## Task
Reproduce the items from the beginning through the line containing "column 831, row 130", inclusive, substituting "clay flower pot" for "terracotta flower pot" and leaving everything else unchanged.

• • • • • • •

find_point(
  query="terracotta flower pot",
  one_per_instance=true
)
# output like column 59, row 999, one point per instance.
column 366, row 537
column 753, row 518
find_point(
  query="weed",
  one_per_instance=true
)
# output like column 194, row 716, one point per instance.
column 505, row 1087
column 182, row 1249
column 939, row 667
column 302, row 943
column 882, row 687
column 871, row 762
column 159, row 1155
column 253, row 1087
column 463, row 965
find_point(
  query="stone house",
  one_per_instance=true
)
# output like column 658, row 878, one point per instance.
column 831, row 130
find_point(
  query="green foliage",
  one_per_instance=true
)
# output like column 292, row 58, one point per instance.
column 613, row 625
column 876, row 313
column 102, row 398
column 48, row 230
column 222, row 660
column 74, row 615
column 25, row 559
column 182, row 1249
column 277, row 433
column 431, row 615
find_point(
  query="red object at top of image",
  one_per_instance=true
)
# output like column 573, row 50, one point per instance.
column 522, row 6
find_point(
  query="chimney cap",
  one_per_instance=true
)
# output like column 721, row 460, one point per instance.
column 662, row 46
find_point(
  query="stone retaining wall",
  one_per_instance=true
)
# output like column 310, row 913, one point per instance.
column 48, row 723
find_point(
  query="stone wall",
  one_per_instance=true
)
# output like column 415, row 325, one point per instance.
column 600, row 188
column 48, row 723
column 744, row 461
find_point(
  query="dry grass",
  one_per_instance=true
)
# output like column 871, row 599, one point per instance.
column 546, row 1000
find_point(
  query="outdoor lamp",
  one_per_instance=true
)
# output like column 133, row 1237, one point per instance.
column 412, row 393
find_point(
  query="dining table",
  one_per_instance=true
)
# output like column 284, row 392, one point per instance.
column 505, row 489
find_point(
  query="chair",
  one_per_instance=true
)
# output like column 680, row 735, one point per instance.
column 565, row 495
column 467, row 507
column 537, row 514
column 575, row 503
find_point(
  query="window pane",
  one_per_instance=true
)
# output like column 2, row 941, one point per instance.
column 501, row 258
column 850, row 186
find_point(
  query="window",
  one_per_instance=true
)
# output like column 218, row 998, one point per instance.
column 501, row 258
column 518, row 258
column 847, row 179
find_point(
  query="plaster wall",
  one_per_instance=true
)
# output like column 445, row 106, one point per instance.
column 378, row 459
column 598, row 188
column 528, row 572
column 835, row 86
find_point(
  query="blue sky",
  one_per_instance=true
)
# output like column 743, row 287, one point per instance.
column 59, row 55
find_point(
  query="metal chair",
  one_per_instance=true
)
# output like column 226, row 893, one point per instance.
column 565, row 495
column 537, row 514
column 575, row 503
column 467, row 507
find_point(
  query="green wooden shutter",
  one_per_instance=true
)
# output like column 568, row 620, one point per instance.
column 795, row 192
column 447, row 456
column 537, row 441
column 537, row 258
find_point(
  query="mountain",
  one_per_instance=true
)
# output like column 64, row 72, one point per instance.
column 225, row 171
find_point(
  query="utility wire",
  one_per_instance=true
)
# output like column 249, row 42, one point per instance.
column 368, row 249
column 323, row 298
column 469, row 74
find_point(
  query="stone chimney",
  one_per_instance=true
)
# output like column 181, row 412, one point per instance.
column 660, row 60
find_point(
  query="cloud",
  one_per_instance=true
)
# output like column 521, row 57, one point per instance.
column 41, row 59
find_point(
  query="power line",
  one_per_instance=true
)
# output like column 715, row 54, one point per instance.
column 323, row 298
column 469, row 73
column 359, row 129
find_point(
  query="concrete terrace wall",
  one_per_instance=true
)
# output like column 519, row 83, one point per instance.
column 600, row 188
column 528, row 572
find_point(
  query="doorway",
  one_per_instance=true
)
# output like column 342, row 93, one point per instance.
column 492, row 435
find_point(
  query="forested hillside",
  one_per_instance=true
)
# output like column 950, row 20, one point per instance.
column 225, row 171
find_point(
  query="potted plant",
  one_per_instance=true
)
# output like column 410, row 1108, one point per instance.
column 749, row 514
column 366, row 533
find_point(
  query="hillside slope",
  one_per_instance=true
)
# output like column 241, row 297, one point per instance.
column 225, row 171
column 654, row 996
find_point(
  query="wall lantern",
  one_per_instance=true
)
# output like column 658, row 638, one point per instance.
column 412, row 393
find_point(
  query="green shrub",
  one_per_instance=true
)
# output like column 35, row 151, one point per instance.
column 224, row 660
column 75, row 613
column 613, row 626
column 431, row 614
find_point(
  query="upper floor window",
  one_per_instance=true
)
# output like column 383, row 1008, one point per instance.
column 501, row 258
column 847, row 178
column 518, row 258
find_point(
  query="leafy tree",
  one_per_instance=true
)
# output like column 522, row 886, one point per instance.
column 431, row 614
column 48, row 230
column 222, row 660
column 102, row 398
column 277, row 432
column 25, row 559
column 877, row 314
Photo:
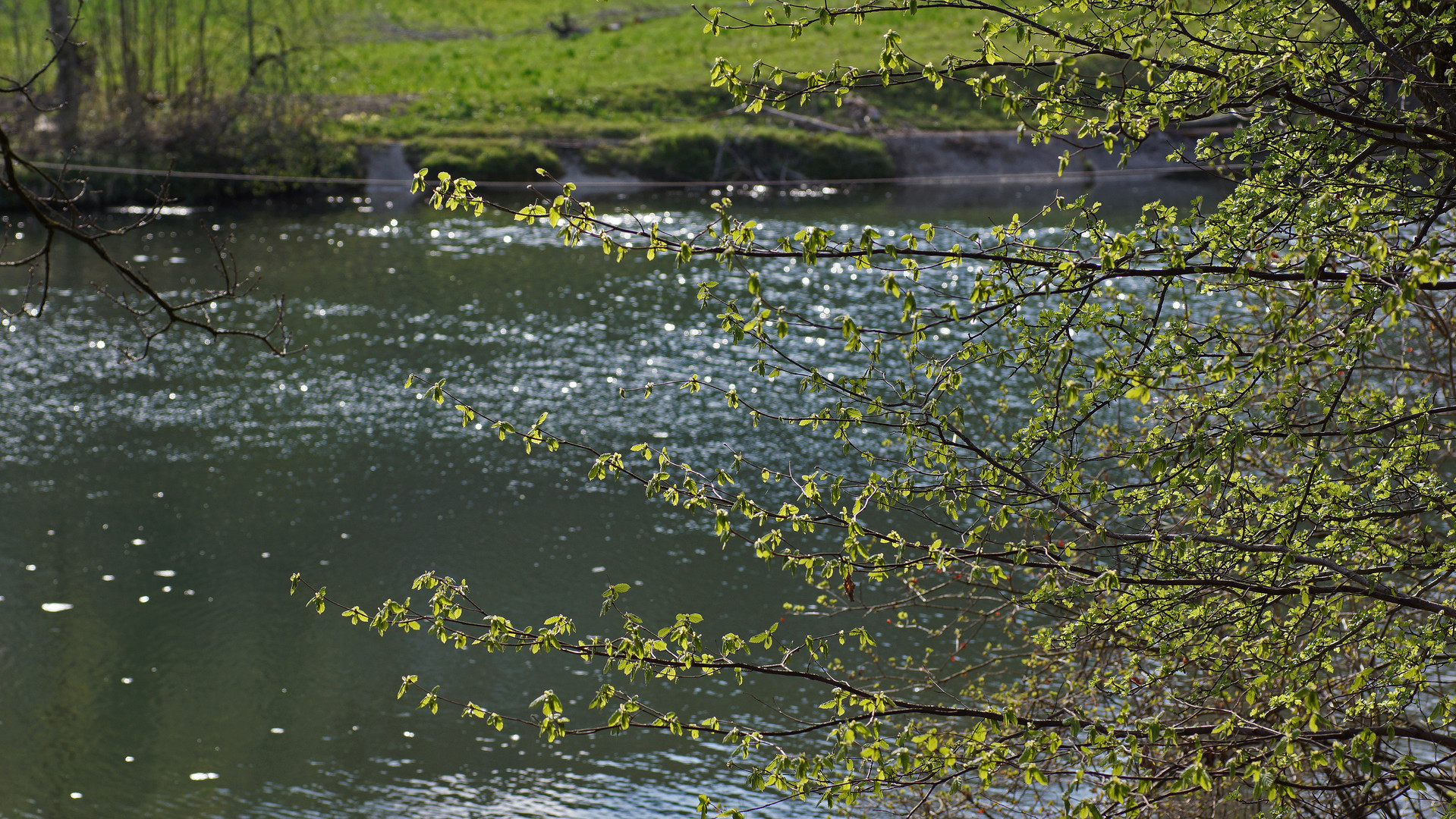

• • • • • • •

## Answer to this problem
find_point(
  query="clay flower pot",
  one_per_instance=true
)
# output like column 59, row 999, one point per instance.
column 366, row 537
column 753, row 518
find_point(
  query="weed",
  one_per_instance=true
)
# output like column 194, row 716, one point per instance.
column 505, row 1087
column 182, row 1249
column 939, row 667
column 302, row 943
column 882, row 687
column 871, row 762
column 159, row 1155
column 253, row 1087
column 463, row 965
find_point(
  query="stone house",
  one_per_instance=true
)
# output like column 658, row 878, one point per instance.
column 831, row 130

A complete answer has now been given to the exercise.